Awesome initiative! I would be happy to help you with any issues in trying to make this a public dataset. I am not sure what that really means, but offering technical support anyway.

kvinicki · January 22, 2018, 7:18pm

Tnx, I really appreciate this

I am not sure what my first steps should be either. I suppose that I should first start with github and then maybe create a webpage and upload it there

binarypoet · January 22, 2018, 7:32pm

It’s a good question. Is there really a standard for datasets? There are at least a couple of widely adopted standards for some things. But not sure if there is a concensus. Do you have an idea on the total size? Do you know how to compress it?

kvinicki · January 22, 2018, 8:04pm

Well, the database will definitely grow with time. Right now, the cropped images have only 14MB, but for SSD (single shot detector) we need uncropped images that are much larger (1.7GB unresized)

binarypoet · January 22, 2018, 11:13pm

How are the images labeled? Wondering if the simple CSV format from the planet challenge (and the one I used for the fashion stuff) is sufficient? If so, it is just a single directory of images named as the image ID, and a CSV that maps that ID to a space separated list of labels. And if that’s the case, just hosting it somewhere as a .tgz, .bz2, or .zip should suffice. That being said, is there any ‘standard’ for ‘meta-data’? Information about the dataset, presented in some standard format? If there sin’t a standard, does anyone know of any standard being worked on? I know PMML is a standard for describing a model, but I am not sure how prolific that is, or if it is supported as a cross-library model that could be used in say TensorFlow and then in DL4J for instance. Anyone have experience with this?

YJP · January 22, 2018, 11:40pm

Hi Krunoslav,

I truly appreciate this effort!

My family is caring many animals on street (mainly driving around the areas near the house & small farm and providing food and water to cats and dogs twice a day). Because of tough situations (e.g. no food, many cars, tough weather), many street animals passed away even though we brought them to veterinarians when they got unwell. We got a lot of “I am not sure” answers from vets even after x-rays/scans; then we had to follow a sort of ‘experimental’ instructions to try whether a particular treatment works (it works about 50:50 - we buried many). I am, therefore, looking forward to the development of some progress in this field.

[Dataset entries]

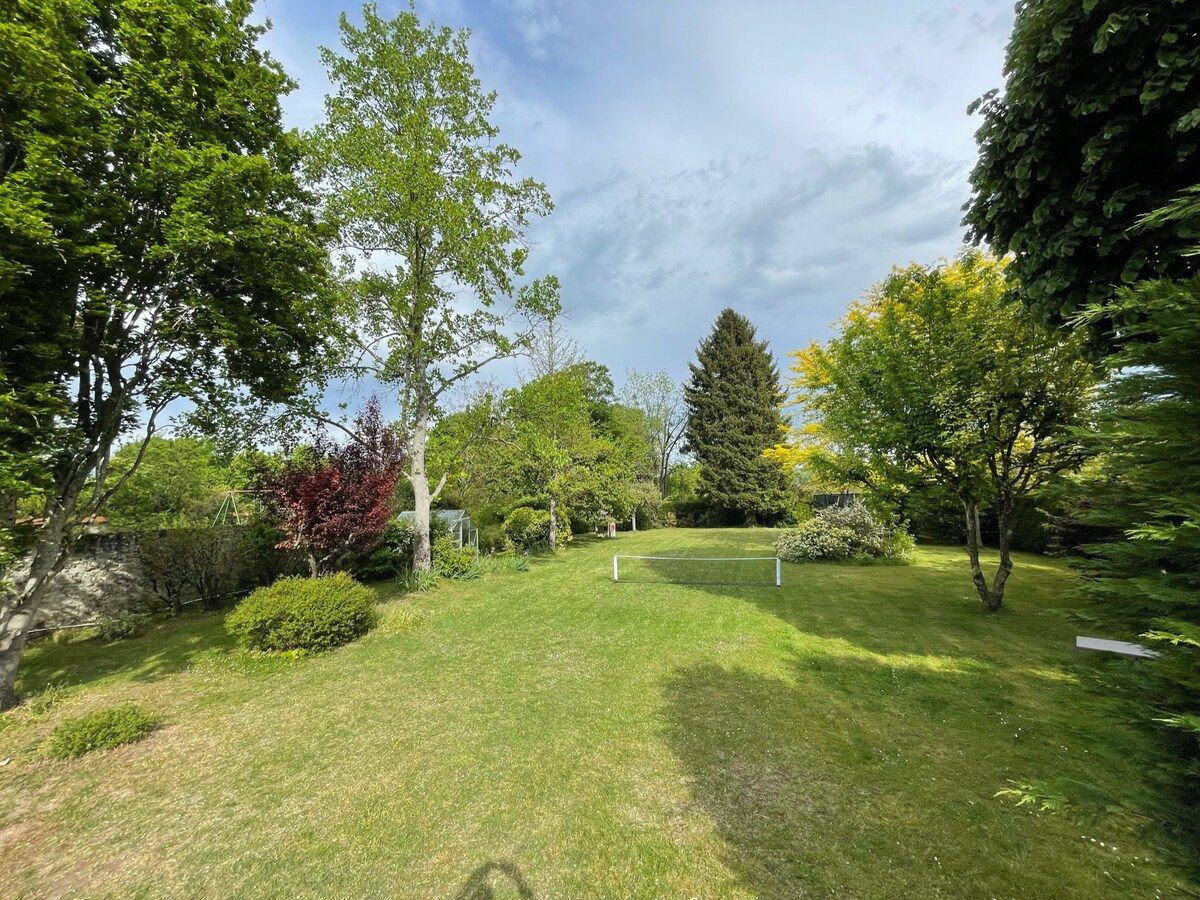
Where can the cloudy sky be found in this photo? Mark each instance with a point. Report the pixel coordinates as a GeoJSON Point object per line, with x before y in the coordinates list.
{"type": "Point", "coordinates": [777, 156]}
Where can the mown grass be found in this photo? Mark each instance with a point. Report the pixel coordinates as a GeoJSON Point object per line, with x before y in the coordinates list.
{"type": "Point", "coordinates": [550, 733]}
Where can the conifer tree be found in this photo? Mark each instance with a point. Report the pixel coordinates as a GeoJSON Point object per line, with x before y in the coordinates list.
{"type": "Point", "coordinates": [733, 397]}
{"type": "Point", "coordinates": [1147, 489]}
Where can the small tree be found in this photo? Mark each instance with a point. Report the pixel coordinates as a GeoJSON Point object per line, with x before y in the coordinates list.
{"type": "Point", "coordinates": [413, 173]}
{"type": "Point", "coordinates": [935, 377]}
{"type": "Point", "coordinates": [333, 499]}
{"type": "Point", "coordinates": [733, 417]}
{"type": "Point", "coordinates": [664, 417]}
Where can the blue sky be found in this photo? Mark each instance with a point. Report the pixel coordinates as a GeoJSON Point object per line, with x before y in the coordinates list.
{"type": "Point", "coordinates": [773, 156]}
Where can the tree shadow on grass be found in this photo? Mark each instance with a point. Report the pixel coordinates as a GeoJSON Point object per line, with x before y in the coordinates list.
{"type": "Point", "coordinates": [849, 777]}
{"type": "Point", "coordinates": [168, 647]}
{"type": "Point", "coordinates": [496, 879]}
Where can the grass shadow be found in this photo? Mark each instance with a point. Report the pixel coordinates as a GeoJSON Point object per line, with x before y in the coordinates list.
{"type": "Point", "coordinates": [169, 646]}
{"type": "Point", "coordinates": [820, 784]}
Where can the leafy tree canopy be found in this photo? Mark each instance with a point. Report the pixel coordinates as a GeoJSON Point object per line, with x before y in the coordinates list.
{"type": "Point", "coordinates": [175, 483]}
{"type": "Point", "coordinates": [413, 177]}
{"type": "Point", "coordinates": [1098, 125]}
{"type": "Point", "coordinates": [156, 243]}
{"type": "Point", "coordinates": [935, 378]}
{"type": "Point", "coordinates": [1146, 486]}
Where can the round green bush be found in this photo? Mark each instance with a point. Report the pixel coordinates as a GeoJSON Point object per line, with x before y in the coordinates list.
{"type": "Point", "coordinates": [454, 562]}
{"type": "Point", "coordinates": [301, 613]}
{"type": "Point", "coordinates": [100, 731]}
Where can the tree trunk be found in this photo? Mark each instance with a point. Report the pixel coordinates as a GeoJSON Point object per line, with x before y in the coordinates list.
{"type": "Point", "coordinates": [1005, 526]}
{"type": "Point", "coordinates": [423, 556]}
{"type": "Point", "coordinates": [990, 599]}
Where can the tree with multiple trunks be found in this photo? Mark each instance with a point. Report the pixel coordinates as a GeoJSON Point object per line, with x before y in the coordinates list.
{"type": "Point", "coordinates": [1098, 125]}
{"type": "Point", "coordinates": [413, 178]}
{"type": "Point", "coordinates": [732, 399]}
{"type": "Point", "coordinates": [934, 377]}
{"type": "Point", "coordinates": [157, 244]}
{"type": "Point", "coordinates": [335, 499]}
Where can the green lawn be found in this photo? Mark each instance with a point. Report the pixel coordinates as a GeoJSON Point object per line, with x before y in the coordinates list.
{"type": "Point", "coordinates": [550, 733]}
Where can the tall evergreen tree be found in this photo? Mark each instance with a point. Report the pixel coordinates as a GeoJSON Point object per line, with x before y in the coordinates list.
{"type": "Point", "coordinates": [733, 415]}
{"type": "Point", "coordinates": [1147, 487]}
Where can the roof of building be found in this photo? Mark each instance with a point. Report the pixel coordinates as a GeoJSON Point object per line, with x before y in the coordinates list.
{"type": "Point", "coordinates": [445, 515]}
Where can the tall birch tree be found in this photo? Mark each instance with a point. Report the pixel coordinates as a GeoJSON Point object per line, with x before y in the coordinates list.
{"type": "Point", "coordinates": [431, 216]}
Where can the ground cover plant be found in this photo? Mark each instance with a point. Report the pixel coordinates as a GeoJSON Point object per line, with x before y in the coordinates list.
{"type": "Point", "coordinates": [101, 730]}
{"type": "Point", "coordinates": [551, 732]}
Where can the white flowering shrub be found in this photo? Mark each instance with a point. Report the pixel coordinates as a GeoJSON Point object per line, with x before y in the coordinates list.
{"type": "Point", "coordinates": [843, 533]}
{"type": "Point", "coordinates": [814, 539]}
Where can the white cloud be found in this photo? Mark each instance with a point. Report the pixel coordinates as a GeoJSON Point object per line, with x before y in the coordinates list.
{"type": "Point", "coordinates": [773, 155]}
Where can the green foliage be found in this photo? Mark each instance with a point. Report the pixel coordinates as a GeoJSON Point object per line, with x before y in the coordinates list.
{"type": "Point", "coordinates": [417, 175]}
{"type": "Point", "coordinates": [155, 243]}
{"type": "Point", "coordinates": [934, 378]}
{"type": "Point", "coordinates": [178, 483]}
{"type": "Point", "coordinates": [101, 730]}
{"type": "Point", "coordinates": [123, 627]}
{"type": "Point", "coordinates": [664, 417]}
{"type": "Point", "coordinates": [814, 539]}
{"type": "Point", "coordinates": [209, 561]}
{"type": "Point", "coordinates": [451, 562]}
{"type": "Point", "coordinates": [732, 399]}
{"type": "Point", "coordinates": [304, 615]}
{"type": "Point", "coordinates": [851, 532]}
{"type": "Point", "coordinates": [394, 556]}
{"type": "Point", "coordinates": [1097, 126]}
{"type": "Point", "coordinates": [420, 580]}
{"type": "Point", "coordinates": [1146, 486]}
{"type": "Point", "coordinates": [528, 528]}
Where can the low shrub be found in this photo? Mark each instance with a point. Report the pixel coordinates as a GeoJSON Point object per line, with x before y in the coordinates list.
{"type": "Point", "coordinates": [451, 562]}
{"type": "Point", "coordinates": [528, 528]}
{"type": "Point", "coordinates": [814, 539]}
{"type": "Point", "coordinates": [844, 533]}
{"type": "Point", "coordinates": [420, 581]}
{"type": "Point", "coordinates": [300, 613]}
{"type": "Point", "coordinates": [504, 563]}
{"type": "Point", "coordinates": [123, 627]}
{"type": "Point", "coordinates": [394, 556]}
{"type": "Point", "coordinates": [100, 731]}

Problem set:
#1 Please return everything in the forum thread from "binarypoet · January 22, 2018, 11:13pm" down to "experience with this?".
#2 Translate this sentence from the forum thread into French: "Is there really a standard for datasets?"
Work only from the forum thread.

Answers by item number:
#1
binarypoet · January 22, 2018, 11:13pm

How are the images labeled? Wondering if the simple CSV format from the planet challenge (and the one I used for the fashion stuff) is sufficient? If so, it is just a single directory of images named as the image ID, and a CSV that maps that ID to a space separated list of labels. And if that’s the case, just hosting it somewhere as a .tgz, .bz2, or .zip should suffice. That being said, is there any ‘standard’ for ‘meta-data’? Information about the dataset, presented in some standard format? If there sin’t a standard, does anyone know of any standard being worked on? I know PMML is a standard for describing a model, but I am not sure how prolific that is, or if it is supported as a cross-library model that could be used in say TensorFlow and then in DL4J for instance. Anyone have experience with this?

#2 Existe-t-il vraiment une norme pour les jeux de données ?